===== Data provided
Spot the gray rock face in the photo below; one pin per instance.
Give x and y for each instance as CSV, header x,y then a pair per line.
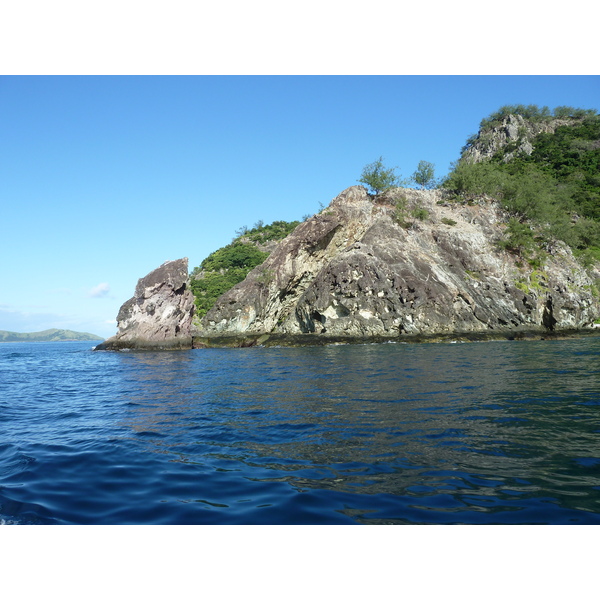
x,y
159,315
354,271
513,129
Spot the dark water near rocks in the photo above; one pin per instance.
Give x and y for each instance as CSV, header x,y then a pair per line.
x,y
481,433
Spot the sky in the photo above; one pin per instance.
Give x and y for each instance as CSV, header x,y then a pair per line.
x,y
104,178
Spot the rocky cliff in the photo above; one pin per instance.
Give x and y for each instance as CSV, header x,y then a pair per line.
x,y
514,132
354,271
159,315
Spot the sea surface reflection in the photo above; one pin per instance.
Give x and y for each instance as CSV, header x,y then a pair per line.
x,y
495,432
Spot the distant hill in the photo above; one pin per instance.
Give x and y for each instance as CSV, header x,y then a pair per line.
x,y
49,335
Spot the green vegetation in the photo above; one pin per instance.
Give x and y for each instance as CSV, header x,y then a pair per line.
x,y
424,175
48,335
378,178
554,192
230,265
261,233
420,213
535,113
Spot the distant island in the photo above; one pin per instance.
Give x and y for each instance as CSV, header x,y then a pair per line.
x,y
48,335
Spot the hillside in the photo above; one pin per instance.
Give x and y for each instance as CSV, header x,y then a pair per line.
x,y
48,335
507,246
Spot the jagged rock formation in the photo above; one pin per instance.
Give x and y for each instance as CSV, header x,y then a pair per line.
x,y
514,130
354,272
159,315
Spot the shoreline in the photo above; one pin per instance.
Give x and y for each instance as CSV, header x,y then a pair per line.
x,y
268,340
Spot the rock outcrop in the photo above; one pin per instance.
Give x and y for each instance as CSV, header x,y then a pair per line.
x,y
159,316
354,272
513,130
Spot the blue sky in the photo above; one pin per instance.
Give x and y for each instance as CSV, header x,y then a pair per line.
x,y
102,179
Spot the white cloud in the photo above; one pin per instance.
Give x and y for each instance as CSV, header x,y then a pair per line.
x,y
99,291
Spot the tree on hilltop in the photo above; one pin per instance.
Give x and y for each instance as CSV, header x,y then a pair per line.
x,y
378,178
424,175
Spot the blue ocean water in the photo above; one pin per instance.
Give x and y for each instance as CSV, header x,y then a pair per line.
x,y
475,433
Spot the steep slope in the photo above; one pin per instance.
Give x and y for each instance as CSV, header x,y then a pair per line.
x,y
354,271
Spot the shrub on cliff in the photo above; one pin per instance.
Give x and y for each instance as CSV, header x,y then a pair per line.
x,y
424,175
556,187
378,178
230,265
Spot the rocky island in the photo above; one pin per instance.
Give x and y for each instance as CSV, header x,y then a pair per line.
x,y
391,264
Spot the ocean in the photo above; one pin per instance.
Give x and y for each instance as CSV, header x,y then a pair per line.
x,y
503,432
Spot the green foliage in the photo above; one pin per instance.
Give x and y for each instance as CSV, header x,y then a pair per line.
x,y
214,284
534,113
230,265
519,237
448,221
556,187
378,178
275,231
424,175
400,209
235,255
420,213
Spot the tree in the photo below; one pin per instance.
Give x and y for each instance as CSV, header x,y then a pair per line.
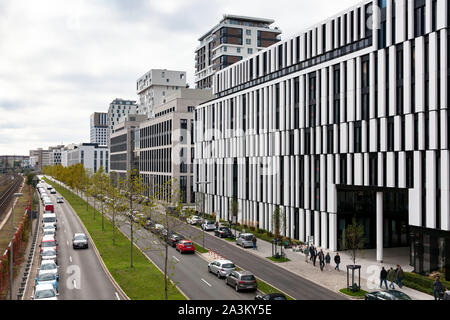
x,y
354,238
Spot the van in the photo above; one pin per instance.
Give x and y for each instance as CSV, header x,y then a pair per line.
x,y
49,218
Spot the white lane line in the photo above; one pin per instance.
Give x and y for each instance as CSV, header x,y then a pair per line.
x,y
206,282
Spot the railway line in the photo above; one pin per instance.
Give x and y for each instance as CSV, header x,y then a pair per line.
x,y
6,196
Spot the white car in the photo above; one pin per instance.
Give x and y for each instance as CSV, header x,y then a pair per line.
x,y
44,292
209,225
48,266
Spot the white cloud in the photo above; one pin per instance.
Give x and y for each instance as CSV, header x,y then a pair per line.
x,y
60,61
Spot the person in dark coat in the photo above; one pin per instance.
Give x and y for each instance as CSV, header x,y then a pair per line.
x,y
337,260
383,278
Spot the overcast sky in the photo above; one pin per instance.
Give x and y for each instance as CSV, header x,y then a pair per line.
x,y
60,61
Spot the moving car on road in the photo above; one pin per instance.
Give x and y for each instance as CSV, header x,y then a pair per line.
x,y
185,246
209,225
221,268
44,292
241,280
245,240
47,278
386,295
271,296
223,232
80,241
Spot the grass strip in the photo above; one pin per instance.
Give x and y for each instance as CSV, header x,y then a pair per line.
x,y
142,282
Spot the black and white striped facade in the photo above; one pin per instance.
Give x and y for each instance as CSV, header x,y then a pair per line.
x,y
359,101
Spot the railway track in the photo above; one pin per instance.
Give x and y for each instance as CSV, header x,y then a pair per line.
x,y
6,197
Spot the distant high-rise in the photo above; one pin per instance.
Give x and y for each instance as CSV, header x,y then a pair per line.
x,y
99,128
234,38
154,87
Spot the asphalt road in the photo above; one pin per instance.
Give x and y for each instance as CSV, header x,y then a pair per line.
x,y
81,274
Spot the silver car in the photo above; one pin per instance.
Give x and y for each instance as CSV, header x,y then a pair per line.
x,y
245,240
221,267
241,280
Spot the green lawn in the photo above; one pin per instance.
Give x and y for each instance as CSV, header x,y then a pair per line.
x,y
142,282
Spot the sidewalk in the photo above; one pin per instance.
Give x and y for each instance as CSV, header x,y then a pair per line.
x,y
334,280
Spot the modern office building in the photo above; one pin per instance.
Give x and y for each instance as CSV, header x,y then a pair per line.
x,y
118,110
348,118
155,86
99,127
90,155
122,146
231,40
166,147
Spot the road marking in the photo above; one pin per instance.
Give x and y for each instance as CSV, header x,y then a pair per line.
x,y
206,282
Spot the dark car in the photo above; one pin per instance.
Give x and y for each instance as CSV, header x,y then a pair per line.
x,y
223,232
174,238
386,295
271,296
241,280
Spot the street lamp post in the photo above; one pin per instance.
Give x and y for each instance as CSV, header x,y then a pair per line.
x,y
203,208
11,252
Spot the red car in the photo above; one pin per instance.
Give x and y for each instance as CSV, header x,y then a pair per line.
x,y
48,242
185,246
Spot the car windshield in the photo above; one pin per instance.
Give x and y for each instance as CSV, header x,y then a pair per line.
x,y
43,294
48,266
400,295
48,244
47,277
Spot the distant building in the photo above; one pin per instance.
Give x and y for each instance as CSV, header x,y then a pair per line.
x,y
155,86
234,38
166,142
99,128
122,145
118,110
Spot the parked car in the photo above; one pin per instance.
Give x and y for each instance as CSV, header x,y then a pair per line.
x,y
245,240
48,266
241,280
80,241
49,254
223,232
47,278
185,246
194,220
209,225
271,296
221,268
174,238
386,295
44,292
48,242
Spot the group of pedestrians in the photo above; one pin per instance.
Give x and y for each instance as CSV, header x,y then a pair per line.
x,y
311,253
393,276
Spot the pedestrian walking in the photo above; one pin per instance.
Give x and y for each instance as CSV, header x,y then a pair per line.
x,y
337,260
306,253
321,260
400,275
391,277
383,277
437,288
328,261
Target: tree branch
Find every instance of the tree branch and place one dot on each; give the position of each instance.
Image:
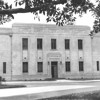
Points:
(23, 10)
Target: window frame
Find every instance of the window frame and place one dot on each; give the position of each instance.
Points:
(97, 65)
(80, 44)
(53, 44)
(68, 66)
(24, 43)
(40, 67)
(4, 67)
(81, 66)
(67, 44)
(39, 43)
(25, 70)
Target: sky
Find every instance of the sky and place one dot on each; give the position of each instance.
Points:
(87, 19)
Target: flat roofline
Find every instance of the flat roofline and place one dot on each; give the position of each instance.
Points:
(49, 25)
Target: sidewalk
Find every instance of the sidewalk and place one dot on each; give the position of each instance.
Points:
(34, 90)
(44, 91)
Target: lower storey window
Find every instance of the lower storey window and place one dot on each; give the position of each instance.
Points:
(39, 66)
(97, 65)
(4, 67)
(25, 67)
(67, 64)
(81, 66)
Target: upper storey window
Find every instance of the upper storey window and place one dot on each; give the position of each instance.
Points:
(25, 43)
(53, 43)
(67, 44)
(80, 44)
(39, 43)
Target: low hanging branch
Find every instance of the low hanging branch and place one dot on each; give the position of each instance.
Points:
(26, 10)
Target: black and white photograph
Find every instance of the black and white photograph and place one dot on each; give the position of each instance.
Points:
(49, 49)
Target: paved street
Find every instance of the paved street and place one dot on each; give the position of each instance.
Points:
(43, 89)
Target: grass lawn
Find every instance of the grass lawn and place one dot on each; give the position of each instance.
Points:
(3, 86)
(95, 95)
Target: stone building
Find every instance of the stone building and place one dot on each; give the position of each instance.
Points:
(40, 51)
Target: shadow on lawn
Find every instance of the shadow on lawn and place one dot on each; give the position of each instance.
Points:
(2, 86)
(95, 95)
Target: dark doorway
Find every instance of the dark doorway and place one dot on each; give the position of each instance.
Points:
(54, 69)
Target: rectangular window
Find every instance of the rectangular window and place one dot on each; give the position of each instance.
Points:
(97, 65)
(67, 44)
(40, 66)
(67, 64)
(39, 43)
(25, 67)
(80, 44)
(4, 67)
(81, 66)
(25, 43)
(53, 43)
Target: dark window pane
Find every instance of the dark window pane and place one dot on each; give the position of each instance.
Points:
(67, 66)
(39, 43)
(97, 65)
(80, 44)
(53, 43)
(25, 67)
(81, 66)
(25, 43)
(4, 67)
(67, 44)
(40, 66)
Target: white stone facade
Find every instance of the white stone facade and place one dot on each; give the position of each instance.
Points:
(12, 53)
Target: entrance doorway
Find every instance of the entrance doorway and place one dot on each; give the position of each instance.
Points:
(54, 69)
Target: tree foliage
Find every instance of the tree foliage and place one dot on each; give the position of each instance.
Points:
(51, 9)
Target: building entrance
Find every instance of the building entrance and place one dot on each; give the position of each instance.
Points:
(54, 69)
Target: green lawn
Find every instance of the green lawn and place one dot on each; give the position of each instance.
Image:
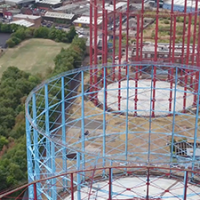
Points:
(34, 55)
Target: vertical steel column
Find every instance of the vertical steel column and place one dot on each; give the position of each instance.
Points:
(198, 64)
(137, 37)
(29, 157)
(82, 121)
(127, 112)
(64, 159)
(103, 33)
(148, 183)
(127, 32)
(91, 47)
(53, 157)
(172, 69)
(120, 55)
(194, 42)
(106, 50)
(50, 146)
(137, 59)
(114, 35)
(95, 49)
(150, 116)
(141, 36)
(185, 185)
(48, 152)
(136, 90)
(72, 186)
(104, 116)
(196, 128)
(187, 61)
(183, 39)
(174, 115)
(103, 39)
(170, 41)
(35, 191)
(78, 162)
(36, 149)
(106, 36)
(110, 183)
(155, 59)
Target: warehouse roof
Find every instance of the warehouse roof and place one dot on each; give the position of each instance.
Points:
(17, 1)
(86, 20)
(110, 7)
(59, 15)
(50, 2)
(190, 3)
(22, 22)
(22, 16)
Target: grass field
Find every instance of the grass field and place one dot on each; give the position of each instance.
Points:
(34, 55)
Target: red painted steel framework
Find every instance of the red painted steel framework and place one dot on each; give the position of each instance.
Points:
(189, 41)
(182, 175)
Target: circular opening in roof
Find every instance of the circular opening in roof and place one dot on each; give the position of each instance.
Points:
(142, 97)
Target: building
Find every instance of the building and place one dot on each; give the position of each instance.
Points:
(59, 17)
(7, 11)
(19, 2)
(23, 22)
(43, 4)
(35, 20)
(84, 21)
(180, 4)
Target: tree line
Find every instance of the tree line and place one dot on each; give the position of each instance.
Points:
(15, 85)
(21, 33)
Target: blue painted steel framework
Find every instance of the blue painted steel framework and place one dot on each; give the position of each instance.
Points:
(60, 110)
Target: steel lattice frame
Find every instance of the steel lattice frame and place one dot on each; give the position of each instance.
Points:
(113, 137)
(61, 110)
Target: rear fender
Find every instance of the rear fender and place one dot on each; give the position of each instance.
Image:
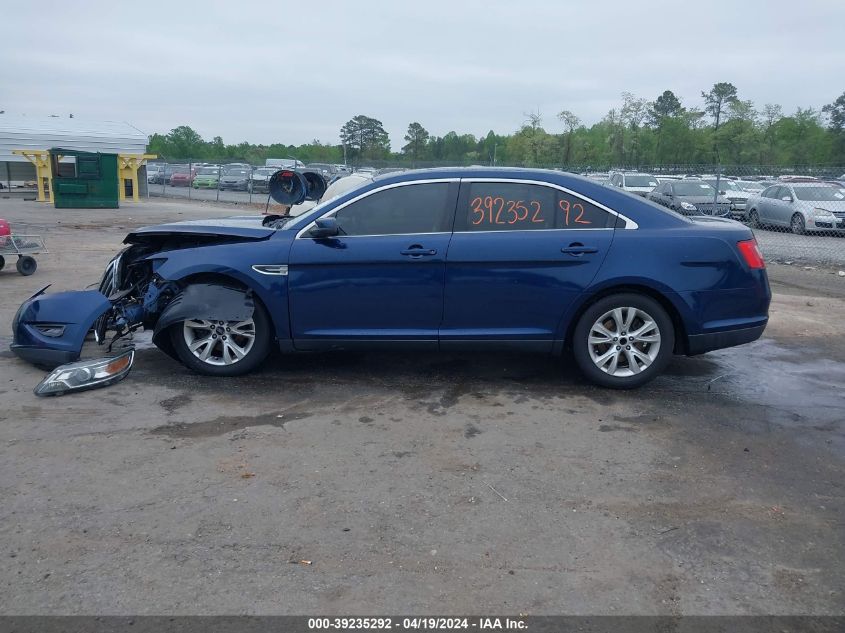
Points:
==========
◆ Prompt
Scan the entries for lines holding the string "pane", then copy every one of them.

◆ Exercise solution
Target: dark window pane
Find every instance of the dark window pane and place one dot on each; give the position of each instance.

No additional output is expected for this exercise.